<<<<

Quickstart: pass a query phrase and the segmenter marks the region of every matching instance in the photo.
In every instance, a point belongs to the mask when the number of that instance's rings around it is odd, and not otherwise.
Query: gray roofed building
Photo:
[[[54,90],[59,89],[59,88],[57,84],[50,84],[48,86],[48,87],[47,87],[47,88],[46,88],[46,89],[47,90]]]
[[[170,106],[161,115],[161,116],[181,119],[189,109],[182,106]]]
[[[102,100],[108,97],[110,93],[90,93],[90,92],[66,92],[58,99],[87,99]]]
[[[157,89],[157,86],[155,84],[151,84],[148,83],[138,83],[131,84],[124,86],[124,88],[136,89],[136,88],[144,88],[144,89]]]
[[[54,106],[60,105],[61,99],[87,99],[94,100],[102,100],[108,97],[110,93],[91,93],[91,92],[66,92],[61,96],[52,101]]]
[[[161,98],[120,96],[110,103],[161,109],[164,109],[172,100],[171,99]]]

>>>>

§ **WHAT YOU ARE ASKED TO DO**
Copy all of the data above line for line, with no changes.

§ **THE SOLUTION**
Quickstart: pass a query phrase and the segmenter marks the region of every matching instance in the photo.
In every instance, a point belongs to the mask when the number of that instance's rings around it is odd, and not otherwise.
Query: gray roofed building
Photo:
[[[54,90],[59,89],[59,88],[57,84],[50,84],[48,86],[48,87],[47,87],[47,88],[46,88],[46,89],[47,90]]]
[[[170,106],[161,115],[161,116],[181,119],[189,109],[182,106]]]
[[[102,100],[108,97],[110,93],[90,93],[90,92],[66,92],[58,99],[87,99]]]
[[[157,89],[157,86],[155,84],[151,84],[148,83],[138,83],[131,84],[124,86],[124,88],[136,89],[136,88],[144,88],[144,89]]]
[[[54,106],[60,105],[61,99],[87,99],[94,100],[102,100],[108,97],[110,93],[91,93],[91,92],[66,92],[61,96],[52,101]]]
[[[161,98],[120,96],[110,103],[161,109],[164,109],[172,100],[171,99]]]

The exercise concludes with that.